Continue the passage on the Code Matrix and its Two Number Pairs, starting after its last sentence.

> _Given passage_

┄┄┄┄┄┄

In the Code Matrix, such as shown in Figure 3, the Two Number Pair is the smallest part of the Code.. Using only the numbers, 1, 2, 3, 4, 5, 6, 7, 8, 9, and 0 in this example, the Code sets up a Matrix of 100 possibilities - 10 spaces down and 10 spaces across. Each of the 100 spaces is assigned its respective Two Number Pair in the grid. Put into sequences, the Two Number Pair allows for endless new numbers to be created. Using this repeating Two Number Pair pattern allows a Universal Symbol Number to be assigned to every Symbol in the various languages created by mankind. It is the assigning of similar Symbol Number into each language that enables the Code to provide Communicational Universality. All languages have common Symbols. Example Symbols like, door, leg, boy, sunlight, and run can be found in all languages. Each common Symbol in any language is assigned the same Symbol Number in the database.

┄┄┄┄┄┄

(Region segmentation data)

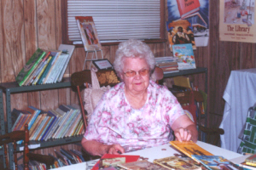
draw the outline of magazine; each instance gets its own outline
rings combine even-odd
[[[168,41],[171,51],[172,45],[191,43],[193,49],[196,49],[193,26],[188,20],[167,21]]]

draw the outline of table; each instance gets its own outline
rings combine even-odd
[[[238,139],[249,107],[256,103],[256,68],[232,71],[223,99],[225,100],[222,122],[221,147],[237,151]]]
[[[233,152],[233,151],[230,151],[228,150],[224,150],[220,147],[217,147],[217,146],[214,146],[214,145],[204,143],[204,142],[197,141],[196,144],[198,145],[200,145],[201,147],[202,147],[203,149],[208,150],[212,154],[216,155],[216,156],[222,156],[229,160],[238,158],[238,157],[241,156],[241,155],[240,155],[238,153],[236,153],[236,152]],[[143,157],[148,157],[148,162],[153,162],[153,161],[154,159],[160,159],[160,158],[172,156],[174,156],[173,154],[175,154],[175,153],[179,153],[179,152],[177,151],[177,150],[174,149],[173,146],[172,146],[169,144],[166,144],[160,145],[160,146],[156,146],[156,147],[148,148],[148,149],[145,149],[145,150],[137,150],[137,151],[129,152],[129,153],[126,153],[125,155],[137,155],[137,156],[138,155]],[[86,162],[69,165],[69,166],[55,168],[55,170],[56,169],[57,170],[70,170],[70,169],[86,170]],[[52,169],[52,170],[54,170],[54,169]]]

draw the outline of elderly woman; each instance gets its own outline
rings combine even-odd
[[[198,133],[177,99],[150,80],[155,65],[149,47],[138,40],[121,42],[113,67],[122,82],[97,104],[82,139],[90,155],[119,154],[167,144],[196,142]]]

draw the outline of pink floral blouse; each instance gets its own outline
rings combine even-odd
[[[119,144],[125,152],[172,140],[170,127],[185,113],[166,87],[150,81],[147,101],[139,110],[129,105],[124,89],[120,82],[103,94],[84,137],[108,144]]]

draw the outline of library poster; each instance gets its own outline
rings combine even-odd
[[[219,40],[256,42],[255,0],[220,0]]]
[[[167,0],[167,8],[168,22],[188,20],[193,27],[195,46],[208,45],[209,0]]]

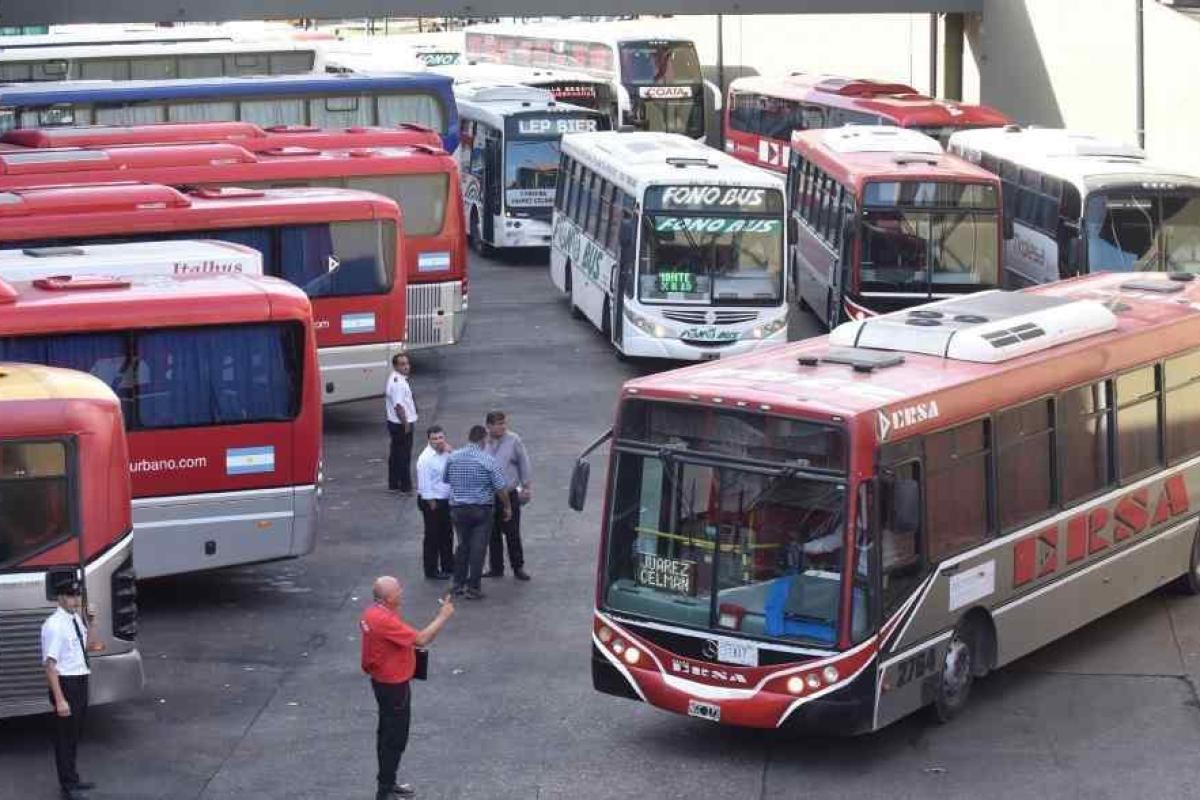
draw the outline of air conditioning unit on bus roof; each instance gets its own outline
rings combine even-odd
[[[824,145],[834,152],[910,152],[941,156],[937,139],[920,131],[892,125],[846,125],[821,132]]]
[[[829,344],[997,363],[1116,326],[1116,315],[1093,300],[995,290],[845,323]]]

┄┄┄┄┄┄

> _Reply_
To make fluency relatively easy all Common Symbols have been identified in the Code. Additionally, these Common Symbols have then been separated in two groups. The smallest group is typically reduced to about 900 Symbols and is called The Core Symbols. These Core Symbols thus allows a person to be fully fluent by learning about 900 basic Symbols, such as shown for the English language in Figure 16. These Symbols may fit onto a few typewritten pages. The average speaker does not use many Symbols in his everyday conversations so the Code has identified the best 900 language Symbols to learn first in order to be able to communicate effectively. This makes commencing to learn and use of the Code relatively simple. The user can typically begin communicating using about 100 Symbols of The Core Symbols.
Symbols particular to each language but not universally found in many languages are also assigned a Symbol Numbers. The result is that any Symbol "Common or Uncommon" in any language can be assigned a unique Symbol Number. The Symbol Numbers are created from the Two Number Pair followed by a Two Number Pair from the 100 x 100 possibilities available. This sequence of repeating Two Number Pairs is the underlying bases that allows the Code to be a Digital Communication Code. The repeating of 100 x 100 x 100 x 100 is continued as many times as necessary.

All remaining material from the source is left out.